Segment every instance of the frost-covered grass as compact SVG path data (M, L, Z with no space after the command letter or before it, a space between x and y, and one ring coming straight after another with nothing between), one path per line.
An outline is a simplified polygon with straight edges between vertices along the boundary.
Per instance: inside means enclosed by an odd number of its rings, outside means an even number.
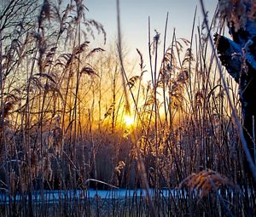
M120 31L118 46L90 46L96 31L106 36L83 1L6 3L0 216L254 212L233 117L241 118L237 85L222 71L231 106L205 26L193 22L189 41L175 30L152 35L149 19L148 54L137 50L132 63ZM214 21L211 31L221 32Z

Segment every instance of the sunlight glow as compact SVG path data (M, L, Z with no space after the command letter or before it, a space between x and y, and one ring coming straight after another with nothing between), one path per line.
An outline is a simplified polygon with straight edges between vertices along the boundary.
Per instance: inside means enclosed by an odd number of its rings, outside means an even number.
M125 115L124 117L124 121L127 127L129 127L134 123L134 118L133 118L133 117L131 117L130 115Z

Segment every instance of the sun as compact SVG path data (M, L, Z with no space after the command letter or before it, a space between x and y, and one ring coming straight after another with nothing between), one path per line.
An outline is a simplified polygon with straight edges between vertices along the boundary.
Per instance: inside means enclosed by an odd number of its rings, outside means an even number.
M125 115L124 117L124 121L127 127L131 126L134 123L134 118L130 115Z

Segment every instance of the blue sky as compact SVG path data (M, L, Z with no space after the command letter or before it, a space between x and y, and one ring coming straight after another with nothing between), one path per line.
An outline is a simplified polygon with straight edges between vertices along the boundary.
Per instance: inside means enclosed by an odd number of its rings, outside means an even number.
M131 56L137 57L136 49L148 57L148 19L151 20L151 32L157 30L163 41L166 13L169 12L167 45L171 44L173 28L177 37L190 39L193 18L197 5L196 24L201 23L199 0L119 0L123 43ZM212 15L218 0L205 0L205 7ZM113 43L117 33L116 0L87 0L88 18L101 22L107 32L108 43ZM102 37L97 37L102 43ZM160 51L161 52L161 51ZM161 53L162 54L162 53ZM146 60L147 61L147 60Z

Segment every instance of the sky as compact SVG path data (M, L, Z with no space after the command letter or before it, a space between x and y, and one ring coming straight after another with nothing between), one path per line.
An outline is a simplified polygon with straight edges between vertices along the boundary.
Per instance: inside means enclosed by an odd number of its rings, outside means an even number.
M209 17L212 16L218 0L204 2L206 10L209 11ZM196 6L197 26L203 20L199 0L119 0L119 4L123 47L128 48L131 56L137 55L136 49L141 50L144 56L148 54L148 16L152 37L156 30L160 33L160 41L163 42L166 14L169 13L167 45L172 43L174 27L177 37L190 40ZM117 35L116 0L87 0L85 5L89 9L87 17L103 25L107 32L107 43L114 42ZM96 41L102 43L103 42L101 37Z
......
> **DIRECTIONS**
Rewrite all of the records above as a JSON list of strings, one string per line, skipping blank lines and leaving out the pictures.

> **ANSWER FOR THIS EXERCISE**
[
  "Segment every instance of the frost-covered grass as compact SVG path data (M, L, Z with no space after the command letter or before it, a space between x and y, and one ring coming straight after another with nothing between), one path per line.",
  "An outline is a simplified polygon with straight edges between vertices along the boundary.",
  "Per instance: inside means enclosed by an odd number of its rings, outside means an even number.",
  "M120 31L118 46L90 46L96 31L106 36L83 1L6 3L0 216L254 212L233 117L241 118L237 85L222 71L231 106L205 26L193 22L189 41L175 30L152 35L149 19L148 54L137 50L132 63ZM214 21L211 31L221 32Z",
  "Segment every instance of the sunlight glow as compact SVG path data (M, L, Z with no space after the command letter or before it, a space between x and y, and one ring coming straight after another with nothing between), one path per line.",
  "An outline is a simplified polygon with straight edges between vertices along the boundary.",
  "Per instance: inside means enclosed by an odd number of its rings, outside means an even number.",
  "M125 115L124 117L124 121L127 127L129 127L134 123L134 118L133 118L133 117L131 117L130 115Z",
  "Segment every instance of the sun as compact SVG path data (M, L, Z with no space after the command letter or before it, a space between x and y, and one ring coming straight after another with nothing between), one path per line.",
  "An outline is a simplified polygon with straight edges between vertices along the boundary.",
  "Per instance: inside means enclosed by an odd number of its rings, outside means an even number.",
  "M125 115L124 117L124 121L127 127L131 126L134 123L134 118L130 115Z",
  "Segment every instance of the blue sky as compact SVG path data (M, L, Z with no space after the command letter or before it, a space between x and y, and one ring coming straight after another with nothing between), one path per line.",
  "An outline is a simplified polygon with straight edges between vertices along the boundary.",
  "Per instance: inside means enclosed by an odd number of its rings, outside means an even number.",
  "M131 56L137 57L136 49L148 57L148 19L151 20L151 32L157 30L163 41L166 13L169 12L167 45L171 44L173 28L177 37L190 39L193 18L197 5L196 24L201 23L199 0L119 0L123 43ZM212 15L218 0L205 0L205 7ZM113 43L117 33L116 0L87 0L88 18L101 22L107 32L108 43ZM102 37L97 37L102 43ZM160 51L161 52L161 51ZM161 53L162 54L162 53ZM146 60L147 61L147 60Z",
  "Segment every instance of the sky as compact SVG path data (M, L, Z with no space after the command letter or before it, a space between x and y, and one ring coming straight after another with nothing between), one path per line.",
  "An outline is a simplified polygon with straight edges between vertices along the boundary.",
  "Per instance: inside means enclosed by an odd number of its rings, outside means an even number.",
  "M209 17L212 16L218 0L204 2L206 10L209 11ZM196 6L197 26L203 20L199 0L119 0L119 4L123 47L128 48L131 56L137 55L136 49L141 50L144 56L148 54L148 16L152 37L156 30L160 33L160 41L163 42L166 14L169 13L167 45L172 43L174 27L177 37L190 40ZM117 35L116 0L87 0L85 5L89 9L87 17L103 25L107 32L107 43L114 42ZM96 41L102 43L103 42L101 37Z"
]